*Schriftliche Aufgabe A:*
Was geschah laut dem Auszug im Augenblick der Dogmaverkündigung mit dem Himmel?
*Schriftliche Aufgabe B:*
Suchen Sie in der Auflistung alle Zeilen heraus, in denen die Zeichenfolge "mask" vorkommt, und geben Sie jede davon wieder. Dabei ist die Groß- und Kleinschreibung zu beachten.

*Vorliegender Auszug:*
* * * * *
"Die an jenem Tag in der Basilika anwesenden Personen versichern, daß sie den Diener Gottes in der Tat während der Verlesung des Dekretes wie verwandelt und verklärt gesehen haben; seine Stimme war ungewöhnlich klangvoll und voll Schwung trotz der Ergriffenheit, die ihn durchbebte - im Augenblick der Erklärung so laut und deutlich, daß man sie überall gut hörte; sein Gesicht leuchtete, war von Tränen überstörmt und vom zarten Rot der Liebe überhaucht. Als eine Art Wunder empfand man es auch, daß im Augenblick der Dogmaverkündigung der bis dahin mit Wolken bedeckte Himmel aufklarte, ein Sonnenstrahl durch das Gewölk brach, durch das Fenster in der Kuppel drang, den Papst mitten ins Gesicht traf und seinen Kopf mit einem Lichtkranz, wie mit einem Heiligenschein umgab. Das Merkwürdigste aber war, daß der Statthalter Christi mit einem ganz seltenen, wenn nicht extatischen marianischen Erleben ausgezeichnet wurde.
* * * * *
Datensätze zur Positionsannotation
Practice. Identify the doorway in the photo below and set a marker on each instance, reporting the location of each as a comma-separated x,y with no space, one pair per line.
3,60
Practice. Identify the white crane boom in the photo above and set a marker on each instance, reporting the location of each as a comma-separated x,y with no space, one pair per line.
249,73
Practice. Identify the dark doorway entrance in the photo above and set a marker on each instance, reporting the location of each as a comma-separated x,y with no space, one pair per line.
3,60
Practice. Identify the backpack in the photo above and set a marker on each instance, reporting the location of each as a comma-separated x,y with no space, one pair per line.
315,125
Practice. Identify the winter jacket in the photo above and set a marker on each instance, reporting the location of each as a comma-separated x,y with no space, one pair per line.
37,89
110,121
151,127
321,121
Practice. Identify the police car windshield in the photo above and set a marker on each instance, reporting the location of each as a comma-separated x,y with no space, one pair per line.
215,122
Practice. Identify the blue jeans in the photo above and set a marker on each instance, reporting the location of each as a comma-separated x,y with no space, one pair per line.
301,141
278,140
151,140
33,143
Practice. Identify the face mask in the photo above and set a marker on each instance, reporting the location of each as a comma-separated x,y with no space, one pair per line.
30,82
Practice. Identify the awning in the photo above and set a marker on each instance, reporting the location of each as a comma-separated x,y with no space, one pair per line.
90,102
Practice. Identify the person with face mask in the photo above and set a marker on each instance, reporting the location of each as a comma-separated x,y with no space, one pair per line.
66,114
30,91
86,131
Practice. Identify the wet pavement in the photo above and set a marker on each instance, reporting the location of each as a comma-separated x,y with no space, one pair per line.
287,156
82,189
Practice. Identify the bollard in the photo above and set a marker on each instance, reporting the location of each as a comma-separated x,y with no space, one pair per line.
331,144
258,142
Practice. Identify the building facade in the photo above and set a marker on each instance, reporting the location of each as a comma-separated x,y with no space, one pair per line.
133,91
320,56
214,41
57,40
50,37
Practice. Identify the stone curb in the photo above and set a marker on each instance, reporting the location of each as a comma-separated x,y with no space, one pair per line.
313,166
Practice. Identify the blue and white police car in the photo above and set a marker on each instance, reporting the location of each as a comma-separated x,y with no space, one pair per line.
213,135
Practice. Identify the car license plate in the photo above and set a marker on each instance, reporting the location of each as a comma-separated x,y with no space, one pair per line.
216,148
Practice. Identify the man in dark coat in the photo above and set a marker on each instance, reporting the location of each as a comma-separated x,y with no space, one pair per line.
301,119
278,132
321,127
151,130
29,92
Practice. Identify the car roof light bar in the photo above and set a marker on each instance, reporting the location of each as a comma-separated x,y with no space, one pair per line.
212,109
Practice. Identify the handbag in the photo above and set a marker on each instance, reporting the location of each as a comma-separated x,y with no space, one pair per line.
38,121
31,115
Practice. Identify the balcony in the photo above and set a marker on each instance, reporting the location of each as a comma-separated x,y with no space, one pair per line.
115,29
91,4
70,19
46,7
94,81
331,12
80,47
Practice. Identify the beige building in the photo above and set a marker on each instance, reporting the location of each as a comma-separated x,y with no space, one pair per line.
* * * * *
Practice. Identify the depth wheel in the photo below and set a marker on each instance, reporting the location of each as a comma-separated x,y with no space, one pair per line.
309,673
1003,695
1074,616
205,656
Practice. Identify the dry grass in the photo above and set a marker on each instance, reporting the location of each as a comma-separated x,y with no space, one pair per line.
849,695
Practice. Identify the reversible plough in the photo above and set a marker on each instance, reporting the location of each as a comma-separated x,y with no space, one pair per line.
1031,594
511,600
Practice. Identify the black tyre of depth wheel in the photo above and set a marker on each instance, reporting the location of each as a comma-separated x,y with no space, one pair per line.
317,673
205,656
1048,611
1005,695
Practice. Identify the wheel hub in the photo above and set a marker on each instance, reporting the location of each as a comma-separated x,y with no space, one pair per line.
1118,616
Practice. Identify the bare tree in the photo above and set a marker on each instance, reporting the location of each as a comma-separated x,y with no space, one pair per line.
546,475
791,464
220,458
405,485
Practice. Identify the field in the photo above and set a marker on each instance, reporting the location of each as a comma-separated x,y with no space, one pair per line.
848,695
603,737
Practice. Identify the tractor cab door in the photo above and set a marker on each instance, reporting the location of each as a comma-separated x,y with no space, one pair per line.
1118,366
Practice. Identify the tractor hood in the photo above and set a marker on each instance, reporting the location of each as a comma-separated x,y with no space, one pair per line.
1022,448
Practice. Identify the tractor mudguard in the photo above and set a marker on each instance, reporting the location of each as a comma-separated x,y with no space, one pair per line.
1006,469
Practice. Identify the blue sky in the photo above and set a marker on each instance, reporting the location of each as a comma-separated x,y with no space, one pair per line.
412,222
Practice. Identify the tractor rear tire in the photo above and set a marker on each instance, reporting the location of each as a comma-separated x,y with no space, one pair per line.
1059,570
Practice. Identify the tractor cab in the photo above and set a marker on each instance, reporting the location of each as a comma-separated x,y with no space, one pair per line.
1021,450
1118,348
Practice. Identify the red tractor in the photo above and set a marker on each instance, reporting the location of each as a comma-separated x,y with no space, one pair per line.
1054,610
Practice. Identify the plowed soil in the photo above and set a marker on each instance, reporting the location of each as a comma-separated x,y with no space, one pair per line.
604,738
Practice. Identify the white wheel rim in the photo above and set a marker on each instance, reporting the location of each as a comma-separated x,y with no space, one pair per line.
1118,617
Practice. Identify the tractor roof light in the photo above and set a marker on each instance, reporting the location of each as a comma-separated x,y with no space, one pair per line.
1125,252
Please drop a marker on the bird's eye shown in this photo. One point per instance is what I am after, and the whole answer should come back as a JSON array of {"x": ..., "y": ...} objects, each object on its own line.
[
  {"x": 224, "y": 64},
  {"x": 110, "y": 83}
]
* * * * *
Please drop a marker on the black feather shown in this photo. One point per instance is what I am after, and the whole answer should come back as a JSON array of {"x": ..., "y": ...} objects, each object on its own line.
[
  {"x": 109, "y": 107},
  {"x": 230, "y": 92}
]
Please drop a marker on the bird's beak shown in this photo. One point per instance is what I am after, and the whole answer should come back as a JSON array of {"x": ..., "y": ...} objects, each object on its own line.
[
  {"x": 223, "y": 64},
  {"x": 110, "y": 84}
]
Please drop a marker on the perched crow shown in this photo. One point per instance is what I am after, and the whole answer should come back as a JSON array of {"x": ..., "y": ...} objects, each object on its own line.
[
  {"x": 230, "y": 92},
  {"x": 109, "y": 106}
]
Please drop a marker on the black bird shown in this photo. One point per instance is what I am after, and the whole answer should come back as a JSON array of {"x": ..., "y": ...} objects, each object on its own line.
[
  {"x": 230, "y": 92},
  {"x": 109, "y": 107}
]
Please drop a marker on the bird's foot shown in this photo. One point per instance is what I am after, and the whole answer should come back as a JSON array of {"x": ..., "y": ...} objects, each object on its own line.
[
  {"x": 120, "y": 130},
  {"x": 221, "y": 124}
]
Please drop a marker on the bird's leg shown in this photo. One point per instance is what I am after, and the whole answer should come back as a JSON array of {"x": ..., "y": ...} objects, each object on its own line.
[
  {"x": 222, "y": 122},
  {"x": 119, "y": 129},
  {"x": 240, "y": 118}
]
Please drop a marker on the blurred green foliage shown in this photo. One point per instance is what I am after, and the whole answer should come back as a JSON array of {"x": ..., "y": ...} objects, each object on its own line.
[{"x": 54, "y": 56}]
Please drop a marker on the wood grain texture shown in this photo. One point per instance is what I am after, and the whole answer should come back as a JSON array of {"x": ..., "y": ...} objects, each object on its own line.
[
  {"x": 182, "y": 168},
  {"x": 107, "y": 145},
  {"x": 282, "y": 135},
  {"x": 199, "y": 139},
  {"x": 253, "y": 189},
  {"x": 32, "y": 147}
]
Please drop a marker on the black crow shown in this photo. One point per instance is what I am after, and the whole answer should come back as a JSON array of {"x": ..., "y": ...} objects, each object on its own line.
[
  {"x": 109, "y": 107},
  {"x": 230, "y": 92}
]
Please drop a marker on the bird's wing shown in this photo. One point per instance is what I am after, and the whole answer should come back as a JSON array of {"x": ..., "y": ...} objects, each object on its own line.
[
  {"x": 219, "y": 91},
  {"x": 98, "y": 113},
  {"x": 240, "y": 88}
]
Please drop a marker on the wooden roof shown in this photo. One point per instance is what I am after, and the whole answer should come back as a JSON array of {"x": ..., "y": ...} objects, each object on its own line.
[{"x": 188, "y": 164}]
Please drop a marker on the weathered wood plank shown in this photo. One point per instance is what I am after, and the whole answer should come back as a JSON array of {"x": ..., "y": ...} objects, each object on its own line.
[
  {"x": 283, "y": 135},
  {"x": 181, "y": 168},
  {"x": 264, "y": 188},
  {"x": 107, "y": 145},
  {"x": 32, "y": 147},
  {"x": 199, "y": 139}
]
* * * * *
*Zutreffende Antwort A:*
Der bis dahin mit Wolken bedeckte Himmel klarte auf, und ein Sonnenstrahl brach durch das Gewölk.

*Zutreffende Antwort B:*
Practice. Identify the face mask in the photo above and set a marker on each instance, reporting the location of each as a comma-separated x,y with no space, one pair per line.
Practice. Identify the person with face mask in the photo above and set a marker on each instance, reporting the location of each as a comma-separated x,y with no space, one pair per line.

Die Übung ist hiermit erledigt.